— START OF Document extract —
The “Surprisingly Consistent” Answer to the Question: Are We Alone in the Universe? by Michael Egnor

That is increasingly the point of modern science: not to uncover the truth by reasoning, but to entrench atheistic materialism with priestly/scientific language (and state-run educational systems) used to obscure and mystify, not clarify and illuminate.

I suppose we can wait until “2 + 2 = 5” is actually promoted, but I don’t feel the need to do so: assuming that random chance can create anything serves much the same function.

The claim that men can be women just on their say so (coupled with the passing of a few laws) will no doubt be soon proclaimed as indisputable fact by the scientific community as well. “The voice of man trumps reality!” Our Masters cry.

“Ummm…. what is scientific, exactly, about a powerful man’s voice determining reality?”

“That is the point of science: no authority above the Will of Powerful Mam, no authority outside of the Will of Powerful Man!”

“No. The point of science is to determine some aspects of physical reality by experimentation and analysis. Collect evidence from external reality – propose a theory – test the theory – arrive at a conclusion that is refutable. It is engineering and math, not ideology or party politics.”

“External reality is determined by the Right Sort of Minds.”

“Ah. A Kantian perspective, I see. Well, I have no interest in allowing powerful and politically connected men (even with the right certifications and licenses!) to determine the Law and Reality, so I will be moving on.”
— END OF Document extract —
In the excerpt, the reply that begins "No." gives the point of science as what? The records come from a different source than the excerpt.
— START OF Extracted material —
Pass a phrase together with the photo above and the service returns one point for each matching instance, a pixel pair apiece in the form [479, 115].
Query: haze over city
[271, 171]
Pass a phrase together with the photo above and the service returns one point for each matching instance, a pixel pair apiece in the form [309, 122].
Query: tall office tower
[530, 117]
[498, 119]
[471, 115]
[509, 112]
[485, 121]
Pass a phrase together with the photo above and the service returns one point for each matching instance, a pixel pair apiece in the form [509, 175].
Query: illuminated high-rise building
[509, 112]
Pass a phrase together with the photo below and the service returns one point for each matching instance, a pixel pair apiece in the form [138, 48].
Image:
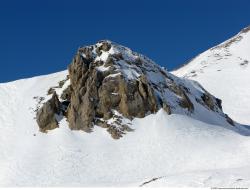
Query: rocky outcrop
[46, 116]
[110, 85]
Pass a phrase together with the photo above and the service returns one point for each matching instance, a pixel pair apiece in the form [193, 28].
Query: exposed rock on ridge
[109, 83]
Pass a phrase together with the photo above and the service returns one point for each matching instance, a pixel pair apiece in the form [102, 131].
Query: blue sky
[41, 37]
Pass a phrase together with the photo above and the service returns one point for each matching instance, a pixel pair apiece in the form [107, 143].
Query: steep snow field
[178, 149]
[225, 72]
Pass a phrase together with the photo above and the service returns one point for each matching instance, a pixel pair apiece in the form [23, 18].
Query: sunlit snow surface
[225, 72]
[181, 150]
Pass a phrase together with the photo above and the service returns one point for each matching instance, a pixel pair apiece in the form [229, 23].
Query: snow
[182, 149]
[221, 70]
[160, 145]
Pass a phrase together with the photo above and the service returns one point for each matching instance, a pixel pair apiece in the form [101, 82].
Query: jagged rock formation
[46, 116]
[109, 82]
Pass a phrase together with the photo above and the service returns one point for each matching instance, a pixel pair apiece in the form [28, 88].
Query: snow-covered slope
[169, 150]
[224, 71]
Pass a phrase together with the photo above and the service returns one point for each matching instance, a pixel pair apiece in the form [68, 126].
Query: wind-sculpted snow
[224, 71]
[109, 83]
[186, 148]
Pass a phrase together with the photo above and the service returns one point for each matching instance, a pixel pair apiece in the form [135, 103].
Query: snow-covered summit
[194, 147]
[224, 71]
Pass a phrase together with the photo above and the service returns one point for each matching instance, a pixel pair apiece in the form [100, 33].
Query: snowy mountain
[116, 118]
[224, 71]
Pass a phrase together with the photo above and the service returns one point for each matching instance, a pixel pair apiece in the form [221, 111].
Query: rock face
[109, 82]
[46, 116]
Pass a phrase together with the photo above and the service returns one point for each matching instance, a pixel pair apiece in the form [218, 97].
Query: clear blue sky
[41, 37]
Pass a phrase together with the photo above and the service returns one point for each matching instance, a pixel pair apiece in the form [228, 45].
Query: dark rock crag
[107, 79]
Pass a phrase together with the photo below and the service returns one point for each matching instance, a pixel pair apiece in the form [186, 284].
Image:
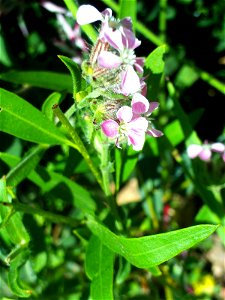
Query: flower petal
[108, 60]
[194, 150]
[218, 147]
[205, 154]
[130, 82]
[136, 139]
[114, 38]
[154, 132]
[110, 128]
[125, 114]
[139, 103]
[87, 14]
[153, 106]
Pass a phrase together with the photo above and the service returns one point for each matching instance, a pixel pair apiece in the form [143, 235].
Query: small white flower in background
[204, 152]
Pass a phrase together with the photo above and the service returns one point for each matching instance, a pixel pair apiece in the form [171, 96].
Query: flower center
[128, 56]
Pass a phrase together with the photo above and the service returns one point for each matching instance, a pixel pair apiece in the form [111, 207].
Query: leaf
[128, 8]
[51, 182]
[3, 191]
[43, 79]
[149, 251]
[75, 72]
[54, 98]
[99, 268]
[186, 77]
[21, 119]
[155, 64]
[25, 166]
[16, 284]
[174, 133]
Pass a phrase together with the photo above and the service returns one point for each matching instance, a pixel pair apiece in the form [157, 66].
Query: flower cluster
[115, 71]
[204, 152]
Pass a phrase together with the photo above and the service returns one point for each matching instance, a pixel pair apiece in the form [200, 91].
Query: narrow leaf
[51, 182]
[25, 166]
[75, 72]
[21, 119]
[149, 251]
[128, 8]
[43, 79]
[99, 268]
[154, 64]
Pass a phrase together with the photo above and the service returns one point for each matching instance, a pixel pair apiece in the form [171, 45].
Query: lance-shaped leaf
[154, 64]
[75, 72]
[149, 251]
[99, 268]
[43, 79]
[21, 119]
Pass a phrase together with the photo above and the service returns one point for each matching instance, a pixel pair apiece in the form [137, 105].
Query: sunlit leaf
[149, 251]
[21, 119]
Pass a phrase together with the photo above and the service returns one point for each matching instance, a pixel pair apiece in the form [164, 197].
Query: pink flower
[131, 128]
[204, 152]
[201, 151]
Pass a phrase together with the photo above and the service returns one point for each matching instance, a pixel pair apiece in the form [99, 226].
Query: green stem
[77, 143]
[139, 26]
[45, 214]
[162, 20]
[88, 29]
[105, 169]
[154, 219]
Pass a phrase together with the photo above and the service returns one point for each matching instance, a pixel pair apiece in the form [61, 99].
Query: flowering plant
[95, 202]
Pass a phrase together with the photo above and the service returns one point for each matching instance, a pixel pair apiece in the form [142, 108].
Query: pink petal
[130, 81]
[125, 114]
[53, 8]
[218, 147]
[108, 60]
[66, 27]
[194, 150]
[138, 124]
[87, 14]
[136, 139]
[154, 132]
[140, 104]
[114, 38]
[107, 13]
[205, 154]
[153, 106]
[110, 128]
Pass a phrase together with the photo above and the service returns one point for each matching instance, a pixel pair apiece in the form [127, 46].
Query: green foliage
[72, 226]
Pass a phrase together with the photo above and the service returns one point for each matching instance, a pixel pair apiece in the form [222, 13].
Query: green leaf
[75, 72]
[16, 284]
[128, 8]
[25, 166]
[99, 268]
[87, 29]
[155, 64]
[3, 191]
[186, 77]
[43, 79]
[21, 119]
[149, 251]
[61, 186]
[54, 98]
[125, 162]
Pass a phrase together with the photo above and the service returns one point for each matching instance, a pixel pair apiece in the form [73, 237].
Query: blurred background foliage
[30, 39]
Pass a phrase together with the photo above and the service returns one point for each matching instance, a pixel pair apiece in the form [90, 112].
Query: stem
[77, 143]
[162, 20]
[154, 219]
[45, 214]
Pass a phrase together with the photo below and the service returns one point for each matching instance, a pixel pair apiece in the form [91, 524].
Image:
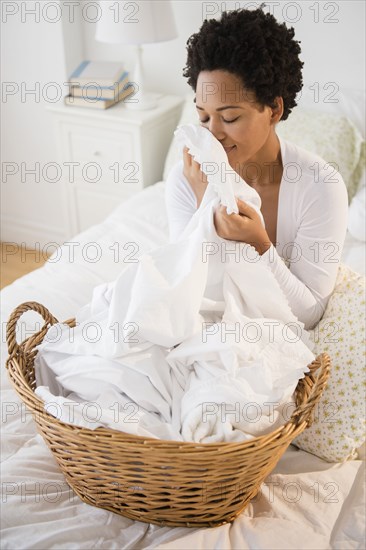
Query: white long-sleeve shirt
[311, 228]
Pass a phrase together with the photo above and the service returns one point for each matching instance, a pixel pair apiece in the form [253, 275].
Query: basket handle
[305, 412]
[13, 346]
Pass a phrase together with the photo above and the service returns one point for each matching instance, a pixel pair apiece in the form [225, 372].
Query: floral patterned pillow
[332, 137]
[339, 423]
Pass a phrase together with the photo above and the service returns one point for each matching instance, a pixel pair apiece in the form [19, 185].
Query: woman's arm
[315, 253]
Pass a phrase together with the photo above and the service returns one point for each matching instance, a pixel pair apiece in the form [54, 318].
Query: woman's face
[233, 116]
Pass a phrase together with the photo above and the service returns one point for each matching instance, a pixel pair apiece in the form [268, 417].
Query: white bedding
[305, 502]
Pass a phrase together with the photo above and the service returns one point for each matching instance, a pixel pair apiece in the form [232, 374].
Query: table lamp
[136, 23]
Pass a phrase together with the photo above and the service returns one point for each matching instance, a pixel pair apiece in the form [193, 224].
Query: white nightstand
[106, 156]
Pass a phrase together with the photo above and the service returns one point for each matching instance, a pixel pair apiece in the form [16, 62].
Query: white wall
[331, 33]
[41, 51]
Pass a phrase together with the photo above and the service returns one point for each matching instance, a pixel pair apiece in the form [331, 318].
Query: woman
[246, 72]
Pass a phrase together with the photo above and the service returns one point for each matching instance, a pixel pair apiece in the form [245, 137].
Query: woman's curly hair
[252, 45]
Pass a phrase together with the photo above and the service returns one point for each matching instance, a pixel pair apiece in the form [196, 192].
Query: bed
[306, 502]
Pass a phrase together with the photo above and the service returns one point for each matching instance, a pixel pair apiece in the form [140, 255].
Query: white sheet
[179, 375]
[39, 510]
— END OF Extracted material —
→ **Correct answer**
To determine some aspects of physical reality by experimentation and analysis.